EJERCICIOS POR HACER:
**a)** Responde estas preguntas según el texto sobre el viaje a Egipto:
(i) ¿Qué llevaba en la cabeza el guardia de seguridad?
(ii) ¿Cuántos años han pasado desde que la huella del pie quedó marcada en suelo egipcio?
(iii) ¿A lo largo de qué río iba el crucero?
**b)** Reproduce sin cambios el tramo del texto sobre el viaje a Egipto que va desde "Tras comprobar cómo" hasta "aeropuerto de Luxor.".

FRAGMENTO DEL TEXTO:
────────
Tras comprobar cómo el pantalón de camuflaje se liberaba de unas ajustadas botas, mi mirada recorrió de abajo a arriba el contorno de un fusil hasta posarse en el aceitunado rostro que, bajo una boina negra, se hallaba por encima de la boca de fuego. Firme, apretada, infranqueable.., así se erguía la expresión de ese guardia de seguridad que con celo vigilaba junto a otros tantos, la llegada de los viajeros al aeropuerto de Luxor.
Cuatro años.., cuatro.., casi un lustro ha ya desde que la huella de mi pie dejase su silueta efímeramente marcada en suelo egipcio. Suelo con olor cetrino. A fogata. A loto. Suelo silencioso bajo las pisadas de esa mujer enlutada que bajo una lacrimosa túnica caminaba junto a una hilera de desvaídas viviendas de adobe. Desdibujadas, blandas, terrosas.., como el color de la arena que tras la maleza, a los flancos del Nilo, iba a escoltar mi crucero a lo largo del mismo.
────────
MATERIAL PROPORCIONADO:
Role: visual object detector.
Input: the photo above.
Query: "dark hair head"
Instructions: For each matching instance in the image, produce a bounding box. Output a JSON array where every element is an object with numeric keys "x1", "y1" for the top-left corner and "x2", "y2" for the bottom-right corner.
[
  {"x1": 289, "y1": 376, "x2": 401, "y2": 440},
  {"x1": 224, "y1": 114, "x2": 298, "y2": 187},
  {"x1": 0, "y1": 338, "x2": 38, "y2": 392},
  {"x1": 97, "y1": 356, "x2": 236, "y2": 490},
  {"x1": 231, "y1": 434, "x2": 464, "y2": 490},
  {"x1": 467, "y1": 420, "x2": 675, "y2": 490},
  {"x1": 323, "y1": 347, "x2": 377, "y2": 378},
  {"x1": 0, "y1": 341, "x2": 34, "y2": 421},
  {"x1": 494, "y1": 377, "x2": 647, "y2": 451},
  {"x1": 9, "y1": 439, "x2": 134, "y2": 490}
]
────────
RESPUESTAS EN ORDEN:
**a)**
(i) Una boina negra.
(ii) Cuatro años.
(iii) El Nilo.

**b)**
Tras comprobar cómo el pantalón de camuflaje se liberaba de unas ajustadas botas, mi mirada recorrió de abajo a arriba el contorno de un fusil hasta posarse en el aceitunado rostro que, bajo una boina negra, se hallaba por encima de la boca de fuego. Firme, apretada, infranqueable.., así se erguía la expresión de ese guardia de seguridad que con celo vigilaba junto a otros tantos, la llegada de los viajeros al aeropuerto de Luxor.